How to complete this task ▸
Using the entries below, quote exactly the span of lines that begins with the line containing "locate(query) reports the" and ends with the final line.

Data for this task section start

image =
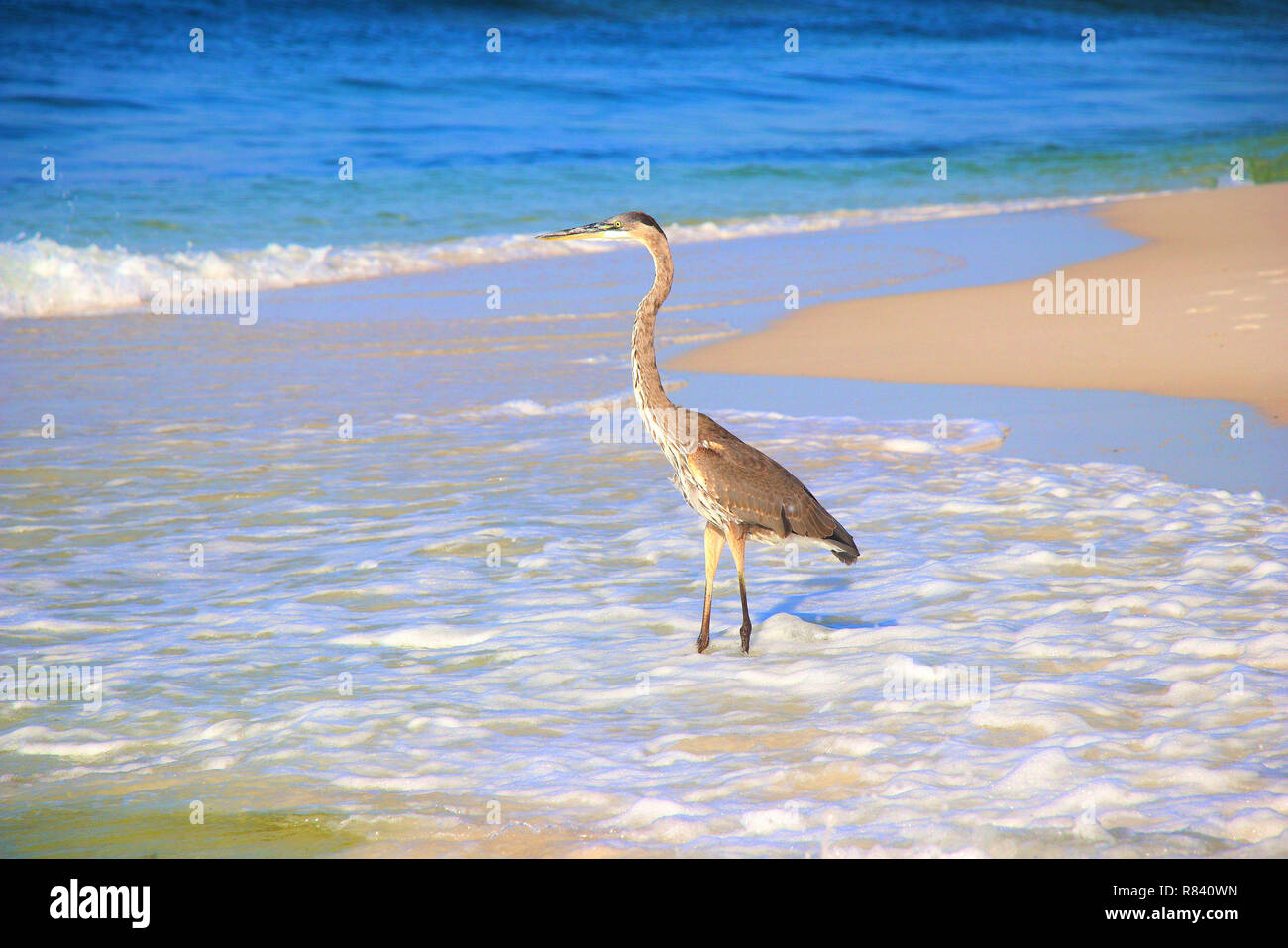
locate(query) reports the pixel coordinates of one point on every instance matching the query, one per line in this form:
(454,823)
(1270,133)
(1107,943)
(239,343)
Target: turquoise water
(226,161)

Data for this task section end

Result of this exercise ▸
locate(query) reports the pixel coordinates of one point on every instance matching the query, one per line in this form:
(454,823)
(1270,133)
(1107,943)
(239,343)
Target: turquoise water
(226,161)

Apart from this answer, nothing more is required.